Problem description
Reproduce the items word for word, from the very first line through the line that contains "254 111 825 969", both ends included.

Records for this task
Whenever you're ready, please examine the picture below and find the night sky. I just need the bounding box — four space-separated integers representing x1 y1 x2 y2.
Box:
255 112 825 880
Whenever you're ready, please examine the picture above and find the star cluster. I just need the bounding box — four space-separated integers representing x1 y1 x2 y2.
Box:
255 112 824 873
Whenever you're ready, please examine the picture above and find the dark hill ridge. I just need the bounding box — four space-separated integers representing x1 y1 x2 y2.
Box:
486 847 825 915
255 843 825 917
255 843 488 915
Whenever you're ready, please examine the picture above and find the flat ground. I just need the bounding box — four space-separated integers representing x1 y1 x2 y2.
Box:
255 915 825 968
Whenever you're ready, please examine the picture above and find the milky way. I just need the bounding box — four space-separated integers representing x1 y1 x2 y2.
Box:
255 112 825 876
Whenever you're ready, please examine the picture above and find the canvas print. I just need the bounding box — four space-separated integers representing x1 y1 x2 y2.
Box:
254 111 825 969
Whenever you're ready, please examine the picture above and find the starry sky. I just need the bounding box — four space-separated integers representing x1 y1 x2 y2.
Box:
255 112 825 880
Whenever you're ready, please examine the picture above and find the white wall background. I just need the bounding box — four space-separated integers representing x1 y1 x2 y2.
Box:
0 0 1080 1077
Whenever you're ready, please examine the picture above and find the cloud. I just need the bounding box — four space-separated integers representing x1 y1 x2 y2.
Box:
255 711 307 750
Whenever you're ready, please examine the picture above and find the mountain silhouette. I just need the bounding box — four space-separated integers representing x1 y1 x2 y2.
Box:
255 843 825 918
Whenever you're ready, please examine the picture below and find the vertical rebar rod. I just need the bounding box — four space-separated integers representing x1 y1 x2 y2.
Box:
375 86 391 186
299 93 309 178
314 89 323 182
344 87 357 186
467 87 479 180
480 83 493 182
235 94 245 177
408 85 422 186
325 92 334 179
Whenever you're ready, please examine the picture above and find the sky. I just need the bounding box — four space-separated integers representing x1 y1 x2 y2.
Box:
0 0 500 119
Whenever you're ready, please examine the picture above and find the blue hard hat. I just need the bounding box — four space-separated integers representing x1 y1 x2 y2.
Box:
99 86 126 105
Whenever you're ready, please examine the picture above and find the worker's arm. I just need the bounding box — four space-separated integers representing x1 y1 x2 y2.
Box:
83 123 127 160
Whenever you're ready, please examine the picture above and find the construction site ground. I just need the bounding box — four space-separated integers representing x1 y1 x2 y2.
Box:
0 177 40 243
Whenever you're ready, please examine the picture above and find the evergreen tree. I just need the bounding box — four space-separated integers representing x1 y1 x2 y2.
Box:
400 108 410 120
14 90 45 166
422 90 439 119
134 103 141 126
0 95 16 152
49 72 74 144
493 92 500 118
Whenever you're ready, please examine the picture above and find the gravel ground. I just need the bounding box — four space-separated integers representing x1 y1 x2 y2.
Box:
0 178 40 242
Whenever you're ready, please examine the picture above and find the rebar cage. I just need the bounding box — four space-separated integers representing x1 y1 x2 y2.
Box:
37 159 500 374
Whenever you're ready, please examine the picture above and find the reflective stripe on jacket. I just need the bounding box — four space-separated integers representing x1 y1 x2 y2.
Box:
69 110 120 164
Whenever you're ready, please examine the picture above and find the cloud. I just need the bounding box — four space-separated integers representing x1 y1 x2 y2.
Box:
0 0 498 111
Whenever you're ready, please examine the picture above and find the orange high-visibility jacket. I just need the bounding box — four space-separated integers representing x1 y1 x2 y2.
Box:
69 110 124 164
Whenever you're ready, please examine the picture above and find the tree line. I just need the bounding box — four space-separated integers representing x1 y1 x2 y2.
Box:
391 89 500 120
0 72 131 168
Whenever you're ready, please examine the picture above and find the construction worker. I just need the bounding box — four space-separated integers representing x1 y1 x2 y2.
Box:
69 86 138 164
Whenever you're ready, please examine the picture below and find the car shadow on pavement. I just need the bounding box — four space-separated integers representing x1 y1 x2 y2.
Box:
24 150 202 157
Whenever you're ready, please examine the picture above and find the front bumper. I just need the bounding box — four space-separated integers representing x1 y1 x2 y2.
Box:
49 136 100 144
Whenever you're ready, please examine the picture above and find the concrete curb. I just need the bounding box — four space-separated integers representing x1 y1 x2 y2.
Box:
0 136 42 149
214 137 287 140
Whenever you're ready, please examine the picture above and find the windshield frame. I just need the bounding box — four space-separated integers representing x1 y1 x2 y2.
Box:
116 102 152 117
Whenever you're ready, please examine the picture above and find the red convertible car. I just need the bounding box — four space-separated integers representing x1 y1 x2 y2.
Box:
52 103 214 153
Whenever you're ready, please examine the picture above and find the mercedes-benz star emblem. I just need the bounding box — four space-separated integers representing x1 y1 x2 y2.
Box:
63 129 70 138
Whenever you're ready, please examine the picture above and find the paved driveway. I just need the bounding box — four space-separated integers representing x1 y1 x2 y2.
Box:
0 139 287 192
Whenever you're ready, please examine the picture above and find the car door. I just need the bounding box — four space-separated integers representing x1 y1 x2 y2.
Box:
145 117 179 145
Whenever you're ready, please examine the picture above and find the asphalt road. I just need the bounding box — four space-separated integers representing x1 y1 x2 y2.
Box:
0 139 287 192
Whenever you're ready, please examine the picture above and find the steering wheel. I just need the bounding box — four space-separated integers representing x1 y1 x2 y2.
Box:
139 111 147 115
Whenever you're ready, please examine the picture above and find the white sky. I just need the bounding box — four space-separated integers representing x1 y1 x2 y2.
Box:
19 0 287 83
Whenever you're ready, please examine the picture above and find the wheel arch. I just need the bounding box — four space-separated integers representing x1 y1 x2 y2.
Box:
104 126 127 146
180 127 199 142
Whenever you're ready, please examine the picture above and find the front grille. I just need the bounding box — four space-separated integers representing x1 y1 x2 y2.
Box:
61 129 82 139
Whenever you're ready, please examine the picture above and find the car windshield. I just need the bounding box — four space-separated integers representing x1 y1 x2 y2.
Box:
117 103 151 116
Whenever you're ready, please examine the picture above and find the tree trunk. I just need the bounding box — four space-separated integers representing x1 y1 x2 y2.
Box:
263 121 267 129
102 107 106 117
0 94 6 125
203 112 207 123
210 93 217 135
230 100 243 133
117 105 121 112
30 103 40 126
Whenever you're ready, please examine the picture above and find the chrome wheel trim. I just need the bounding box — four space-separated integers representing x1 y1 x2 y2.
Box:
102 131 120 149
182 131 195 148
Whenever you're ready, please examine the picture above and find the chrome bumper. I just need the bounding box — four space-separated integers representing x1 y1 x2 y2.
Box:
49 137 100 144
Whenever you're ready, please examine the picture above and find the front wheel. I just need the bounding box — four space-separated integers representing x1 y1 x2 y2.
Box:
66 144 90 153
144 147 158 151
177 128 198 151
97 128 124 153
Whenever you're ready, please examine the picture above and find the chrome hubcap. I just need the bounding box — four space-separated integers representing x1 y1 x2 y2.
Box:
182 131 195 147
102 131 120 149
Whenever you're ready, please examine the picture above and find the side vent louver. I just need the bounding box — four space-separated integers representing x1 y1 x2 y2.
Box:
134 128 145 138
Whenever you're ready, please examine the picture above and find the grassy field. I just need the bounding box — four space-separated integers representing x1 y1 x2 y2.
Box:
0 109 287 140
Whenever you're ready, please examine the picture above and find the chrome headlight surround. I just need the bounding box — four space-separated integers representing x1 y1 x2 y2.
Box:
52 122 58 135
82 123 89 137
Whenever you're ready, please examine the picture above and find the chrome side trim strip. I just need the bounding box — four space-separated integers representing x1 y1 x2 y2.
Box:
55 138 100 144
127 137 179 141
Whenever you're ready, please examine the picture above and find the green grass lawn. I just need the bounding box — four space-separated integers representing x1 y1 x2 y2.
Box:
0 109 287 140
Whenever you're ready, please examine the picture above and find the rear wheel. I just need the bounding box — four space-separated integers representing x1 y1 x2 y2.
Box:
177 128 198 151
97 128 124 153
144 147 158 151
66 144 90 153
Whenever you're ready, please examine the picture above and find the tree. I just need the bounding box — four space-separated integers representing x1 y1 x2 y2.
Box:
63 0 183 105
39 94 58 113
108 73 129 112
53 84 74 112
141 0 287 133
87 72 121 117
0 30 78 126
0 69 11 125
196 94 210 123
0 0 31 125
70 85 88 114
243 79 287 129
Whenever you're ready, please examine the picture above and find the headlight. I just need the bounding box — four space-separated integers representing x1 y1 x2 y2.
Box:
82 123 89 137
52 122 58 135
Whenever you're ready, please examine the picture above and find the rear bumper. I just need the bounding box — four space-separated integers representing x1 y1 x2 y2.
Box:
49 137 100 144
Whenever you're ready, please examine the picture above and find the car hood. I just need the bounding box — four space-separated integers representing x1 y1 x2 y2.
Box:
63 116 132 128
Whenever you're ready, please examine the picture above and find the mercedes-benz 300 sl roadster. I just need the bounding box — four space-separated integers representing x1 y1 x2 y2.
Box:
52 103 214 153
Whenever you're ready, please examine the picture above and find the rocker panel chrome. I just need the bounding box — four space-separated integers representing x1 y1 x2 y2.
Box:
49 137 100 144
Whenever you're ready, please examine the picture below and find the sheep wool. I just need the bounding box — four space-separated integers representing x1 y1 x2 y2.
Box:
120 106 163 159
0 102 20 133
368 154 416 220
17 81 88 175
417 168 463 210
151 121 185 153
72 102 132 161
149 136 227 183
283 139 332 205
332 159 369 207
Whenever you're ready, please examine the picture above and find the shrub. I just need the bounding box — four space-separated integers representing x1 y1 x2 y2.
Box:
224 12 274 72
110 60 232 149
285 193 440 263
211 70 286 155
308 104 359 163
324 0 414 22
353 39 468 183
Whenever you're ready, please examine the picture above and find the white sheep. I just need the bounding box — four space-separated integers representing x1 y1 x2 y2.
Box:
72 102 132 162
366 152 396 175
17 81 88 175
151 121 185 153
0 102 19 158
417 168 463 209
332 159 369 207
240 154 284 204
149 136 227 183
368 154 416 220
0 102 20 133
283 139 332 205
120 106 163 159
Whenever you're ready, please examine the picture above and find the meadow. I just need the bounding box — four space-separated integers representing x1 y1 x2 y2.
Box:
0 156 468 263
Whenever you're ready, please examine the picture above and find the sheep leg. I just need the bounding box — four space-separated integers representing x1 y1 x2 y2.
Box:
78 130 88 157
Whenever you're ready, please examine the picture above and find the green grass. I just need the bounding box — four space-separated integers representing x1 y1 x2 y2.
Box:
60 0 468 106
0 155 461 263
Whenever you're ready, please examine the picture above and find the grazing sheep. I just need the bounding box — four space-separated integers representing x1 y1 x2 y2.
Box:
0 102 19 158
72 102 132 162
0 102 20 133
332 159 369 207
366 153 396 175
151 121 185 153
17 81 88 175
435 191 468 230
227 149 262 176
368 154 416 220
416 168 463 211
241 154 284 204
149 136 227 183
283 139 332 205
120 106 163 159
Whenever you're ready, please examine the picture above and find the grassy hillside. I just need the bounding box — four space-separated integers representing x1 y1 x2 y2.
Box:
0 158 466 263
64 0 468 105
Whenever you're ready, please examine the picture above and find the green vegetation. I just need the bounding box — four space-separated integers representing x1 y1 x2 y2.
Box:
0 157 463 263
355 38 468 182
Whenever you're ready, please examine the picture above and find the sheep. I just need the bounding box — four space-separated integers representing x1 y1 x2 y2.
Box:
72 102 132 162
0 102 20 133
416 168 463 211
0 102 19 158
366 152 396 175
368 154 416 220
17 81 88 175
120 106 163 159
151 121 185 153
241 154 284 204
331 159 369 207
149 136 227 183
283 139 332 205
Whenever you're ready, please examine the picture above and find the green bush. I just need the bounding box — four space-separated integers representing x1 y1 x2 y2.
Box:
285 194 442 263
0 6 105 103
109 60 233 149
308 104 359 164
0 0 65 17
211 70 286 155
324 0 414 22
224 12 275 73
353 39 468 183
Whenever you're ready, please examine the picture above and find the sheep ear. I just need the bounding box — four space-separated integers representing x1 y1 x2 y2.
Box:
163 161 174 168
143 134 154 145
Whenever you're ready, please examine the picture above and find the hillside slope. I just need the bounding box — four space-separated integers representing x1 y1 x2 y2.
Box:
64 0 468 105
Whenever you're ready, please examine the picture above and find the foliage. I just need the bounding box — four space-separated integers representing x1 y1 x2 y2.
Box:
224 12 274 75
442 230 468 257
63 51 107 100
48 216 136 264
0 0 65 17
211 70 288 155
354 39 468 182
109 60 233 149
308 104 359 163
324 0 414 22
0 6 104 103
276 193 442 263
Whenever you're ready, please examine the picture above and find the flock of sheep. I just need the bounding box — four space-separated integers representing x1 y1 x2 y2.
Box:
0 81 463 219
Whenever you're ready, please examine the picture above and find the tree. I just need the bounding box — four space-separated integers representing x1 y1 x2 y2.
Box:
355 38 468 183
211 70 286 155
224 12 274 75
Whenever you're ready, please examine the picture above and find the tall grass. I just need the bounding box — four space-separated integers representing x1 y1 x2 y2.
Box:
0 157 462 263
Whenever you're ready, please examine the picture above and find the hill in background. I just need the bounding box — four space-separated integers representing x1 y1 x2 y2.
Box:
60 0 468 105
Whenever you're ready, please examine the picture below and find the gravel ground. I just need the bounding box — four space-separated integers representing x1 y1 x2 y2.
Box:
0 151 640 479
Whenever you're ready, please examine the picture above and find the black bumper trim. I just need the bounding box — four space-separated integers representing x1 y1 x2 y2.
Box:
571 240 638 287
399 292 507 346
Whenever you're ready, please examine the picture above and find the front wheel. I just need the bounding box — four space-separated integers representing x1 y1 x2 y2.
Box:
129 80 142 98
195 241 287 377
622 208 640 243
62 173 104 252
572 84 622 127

Result for this exercise
Whenever you're ready, please examine the picture below and find the night sky. I just need the bounding box — four space-separated integers representing x1 y1 x2 y2.
Box:
255 112 825 880
Whenever you're ready, please examine the picture above and find the star cluster. I just need the bounding box — four space-separated integers representing x1 y1 x2 y2.
Box:
255 112 824 873
Whenever you're ready, please examine the picture above and find the dark hill ridge. I just need the bounding box — four space-separated integers representing x1 y1 x2 y2.
Box:
486 847 825 915
255 843 825 917
255 843 488 915
Whenever you're ready, please examine the picture above and find the flat ground. I just need the bounding box — four space-separated integers representing x1 y1 x2 y2.
Box:
255 915 825 968
Whenever you're ready, please examine the picture above and find the milky way. I just need the bounding box — four space-separated integers representing x1 y1 x2 y2.
Box:
255 112 825 876
Whenever you're ready, please examine the picture above and find the canvas print. I just need the bounding box — four space-separated integers representing x1 y1 x2 y2.
Box:
254 111 825 969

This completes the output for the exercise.